*** Task data

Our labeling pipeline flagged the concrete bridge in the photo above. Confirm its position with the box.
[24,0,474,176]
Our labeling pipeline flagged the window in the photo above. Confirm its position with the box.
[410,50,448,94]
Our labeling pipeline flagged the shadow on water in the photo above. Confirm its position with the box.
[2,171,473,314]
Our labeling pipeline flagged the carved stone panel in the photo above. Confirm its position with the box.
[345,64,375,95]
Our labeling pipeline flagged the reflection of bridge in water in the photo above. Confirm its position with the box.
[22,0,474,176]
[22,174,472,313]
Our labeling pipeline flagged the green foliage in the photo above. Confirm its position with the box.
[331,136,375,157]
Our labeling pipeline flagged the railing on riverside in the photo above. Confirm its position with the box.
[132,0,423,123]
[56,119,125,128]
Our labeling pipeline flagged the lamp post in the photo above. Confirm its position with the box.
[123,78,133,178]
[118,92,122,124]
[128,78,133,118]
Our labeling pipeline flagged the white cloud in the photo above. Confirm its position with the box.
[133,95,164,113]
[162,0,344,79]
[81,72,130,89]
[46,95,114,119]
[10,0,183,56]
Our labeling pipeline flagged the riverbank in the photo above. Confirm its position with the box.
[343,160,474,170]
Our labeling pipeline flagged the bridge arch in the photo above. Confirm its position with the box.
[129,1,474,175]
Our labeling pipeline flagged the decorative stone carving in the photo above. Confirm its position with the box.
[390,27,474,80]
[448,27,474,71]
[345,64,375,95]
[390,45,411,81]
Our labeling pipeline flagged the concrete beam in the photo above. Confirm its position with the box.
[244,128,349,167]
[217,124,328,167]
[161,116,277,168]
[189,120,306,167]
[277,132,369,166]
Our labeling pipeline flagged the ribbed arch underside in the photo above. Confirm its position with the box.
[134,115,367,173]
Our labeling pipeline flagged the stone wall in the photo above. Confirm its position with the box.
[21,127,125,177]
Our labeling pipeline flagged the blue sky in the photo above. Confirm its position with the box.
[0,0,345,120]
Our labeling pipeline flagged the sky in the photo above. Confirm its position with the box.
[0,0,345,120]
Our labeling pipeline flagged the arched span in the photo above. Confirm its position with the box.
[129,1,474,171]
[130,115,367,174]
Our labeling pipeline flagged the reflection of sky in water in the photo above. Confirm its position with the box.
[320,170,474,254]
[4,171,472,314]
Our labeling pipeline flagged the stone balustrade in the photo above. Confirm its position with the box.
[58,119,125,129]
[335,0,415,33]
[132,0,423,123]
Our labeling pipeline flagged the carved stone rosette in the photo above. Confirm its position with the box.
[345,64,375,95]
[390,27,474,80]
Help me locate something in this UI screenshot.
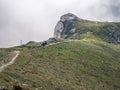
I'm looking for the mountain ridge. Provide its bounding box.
[54,13,120,44]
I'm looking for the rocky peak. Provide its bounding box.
[54,13,79,38]
[60,13,78,22]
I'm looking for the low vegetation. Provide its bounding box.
[0,38,120,90]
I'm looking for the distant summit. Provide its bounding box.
[54,13,120,44]
[54,13,80,38]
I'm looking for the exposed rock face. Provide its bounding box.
[54,13,79,38]
[54,13,120,44]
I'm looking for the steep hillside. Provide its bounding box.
[0,39,120,90]
[54,13,120,44]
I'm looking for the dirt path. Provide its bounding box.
[0,51,20,72]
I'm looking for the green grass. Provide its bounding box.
[0,39,120,90]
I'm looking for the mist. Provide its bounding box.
[0,0,120,48]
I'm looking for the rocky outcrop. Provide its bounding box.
[54,13,79,38]
[54,13,120,44]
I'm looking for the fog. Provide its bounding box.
[0,0,120,47]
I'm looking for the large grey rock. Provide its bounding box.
[54,13,79,38]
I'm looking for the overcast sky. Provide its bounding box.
[0,0,120,47]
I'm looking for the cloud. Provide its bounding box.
[0,0,120,47]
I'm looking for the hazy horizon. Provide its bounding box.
[0,0,120,48]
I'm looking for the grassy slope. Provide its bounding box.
[66,21,120,43]
[0,40,120,90]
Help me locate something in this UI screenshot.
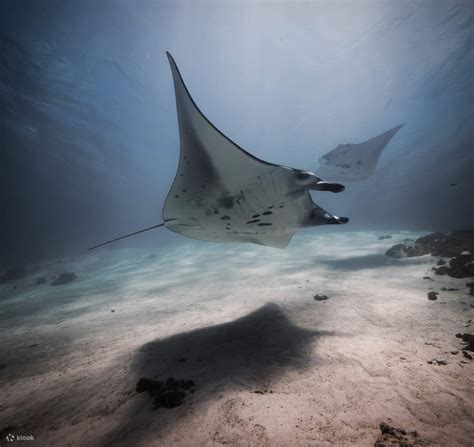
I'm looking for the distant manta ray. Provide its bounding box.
[89,53,400,250]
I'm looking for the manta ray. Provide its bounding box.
[89,52,400,250]
[316,124,403,182]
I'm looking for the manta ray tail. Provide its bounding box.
[88,223,164,250]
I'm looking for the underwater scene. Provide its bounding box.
[0,0,474,447]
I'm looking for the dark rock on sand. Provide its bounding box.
[462,350,472,360]
[426,359,448,366]
[51,272,77,286]
[385,231,474,270]
[385,244,429,258]
[456,334,474,352]
[466,282,474,296]
[374,422,423,447]
[136,377,195,408]
[435,253,474,278]
[0,265,26,284]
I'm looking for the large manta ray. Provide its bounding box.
[90,53,396,250]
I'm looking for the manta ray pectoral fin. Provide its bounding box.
[310,181,346,192]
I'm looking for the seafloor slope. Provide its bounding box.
[0,231,474,447]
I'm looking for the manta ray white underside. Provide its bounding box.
[91,53,400,249]
[163,53,348,248]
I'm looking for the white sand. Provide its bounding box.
[0,233,474,446]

******

> _Your objective_: Filter the items above, keeping every line that contains the string "reflection". Matching is case-sensitive.

> _Task response_:
Our labeling pipeline flagged the reflection of bridge in water in the photo above. Confirm its position with the box.
Our labeling pipeline flagged the reflection of sky in water in the photo above. Confirm its position with the box.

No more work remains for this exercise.